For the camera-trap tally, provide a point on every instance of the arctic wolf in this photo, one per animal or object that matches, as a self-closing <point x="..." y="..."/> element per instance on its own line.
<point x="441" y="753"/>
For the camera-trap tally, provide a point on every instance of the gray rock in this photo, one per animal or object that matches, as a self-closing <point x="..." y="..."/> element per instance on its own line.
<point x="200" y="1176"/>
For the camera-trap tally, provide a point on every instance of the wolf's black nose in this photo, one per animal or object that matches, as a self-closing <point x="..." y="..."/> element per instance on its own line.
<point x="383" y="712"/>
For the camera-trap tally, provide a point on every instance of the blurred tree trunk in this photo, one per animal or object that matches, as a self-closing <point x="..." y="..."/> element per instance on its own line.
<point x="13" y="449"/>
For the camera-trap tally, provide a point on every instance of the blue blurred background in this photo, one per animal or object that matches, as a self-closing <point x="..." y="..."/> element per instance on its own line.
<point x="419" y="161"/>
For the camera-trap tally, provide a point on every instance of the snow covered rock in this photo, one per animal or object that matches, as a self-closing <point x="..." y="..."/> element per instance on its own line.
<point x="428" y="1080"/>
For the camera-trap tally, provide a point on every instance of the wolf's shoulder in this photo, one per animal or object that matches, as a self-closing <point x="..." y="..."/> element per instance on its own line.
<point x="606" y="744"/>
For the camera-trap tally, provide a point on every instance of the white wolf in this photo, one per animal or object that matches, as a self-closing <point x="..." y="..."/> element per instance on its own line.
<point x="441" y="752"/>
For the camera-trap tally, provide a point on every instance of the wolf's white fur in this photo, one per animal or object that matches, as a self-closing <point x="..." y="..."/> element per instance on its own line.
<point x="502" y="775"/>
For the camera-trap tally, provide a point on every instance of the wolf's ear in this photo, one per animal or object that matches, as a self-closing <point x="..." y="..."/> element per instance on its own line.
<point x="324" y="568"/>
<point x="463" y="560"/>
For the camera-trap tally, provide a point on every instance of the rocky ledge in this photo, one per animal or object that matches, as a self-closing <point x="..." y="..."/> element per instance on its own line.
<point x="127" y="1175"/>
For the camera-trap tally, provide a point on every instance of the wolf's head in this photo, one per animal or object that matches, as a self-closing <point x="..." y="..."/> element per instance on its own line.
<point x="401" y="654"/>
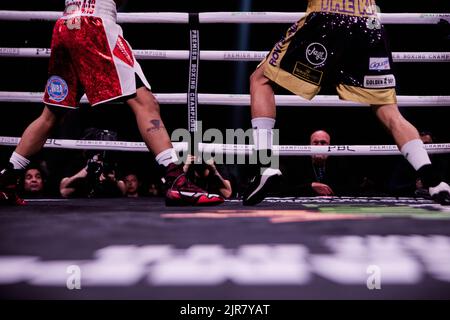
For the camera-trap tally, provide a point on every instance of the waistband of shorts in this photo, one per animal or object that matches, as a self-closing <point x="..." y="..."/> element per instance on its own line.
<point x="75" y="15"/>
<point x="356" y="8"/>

==

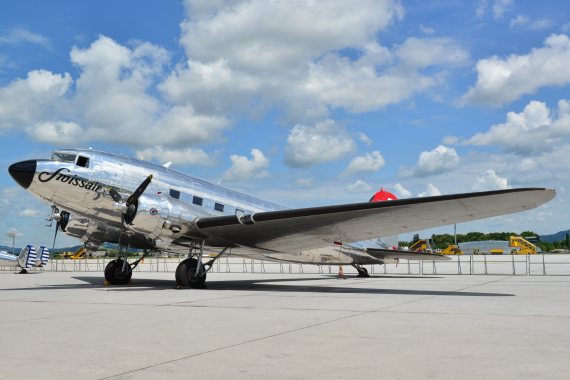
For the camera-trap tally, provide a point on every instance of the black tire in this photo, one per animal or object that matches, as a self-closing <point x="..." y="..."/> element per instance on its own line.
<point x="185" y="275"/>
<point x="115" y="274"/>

--

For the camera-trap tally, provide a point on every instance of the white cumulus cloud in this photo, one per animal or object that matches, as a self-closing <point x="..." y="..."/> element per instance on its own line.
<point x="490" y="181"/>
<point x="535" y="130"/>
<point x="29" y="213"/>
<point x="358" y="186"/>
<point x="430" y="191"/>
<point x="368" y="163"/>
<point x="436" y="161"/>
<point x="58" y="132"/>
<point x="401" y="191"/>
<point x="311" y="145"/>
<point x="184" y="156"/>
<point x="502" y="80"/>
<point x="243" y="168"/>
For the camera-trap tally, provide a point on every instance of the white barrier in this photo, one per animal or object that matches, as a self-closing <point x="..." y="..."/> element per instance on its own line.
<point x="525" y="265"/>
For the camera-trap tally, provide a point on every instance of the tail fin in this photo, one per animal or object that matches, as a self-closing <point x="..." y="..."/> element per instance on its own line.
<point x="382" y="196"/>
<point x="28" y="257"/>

GIVEN REQUEST » Find each line of the material that contains the word "blurred" and copy those lines out in full.

EXERCISE RESPONSE »
For the camera-trap tally, provide a point on every instance of the blurred tree trunk in this photo, one per animal or object that matches, as a self-closing <point x="..." y="..."/> element per instance on its own line.
For the camera-trap tally, provide a point on every instance of the blue blurred background in this photo, one per animal or object that matches, as a self-closing <point x="..." y="..."/> element per instance on its own line.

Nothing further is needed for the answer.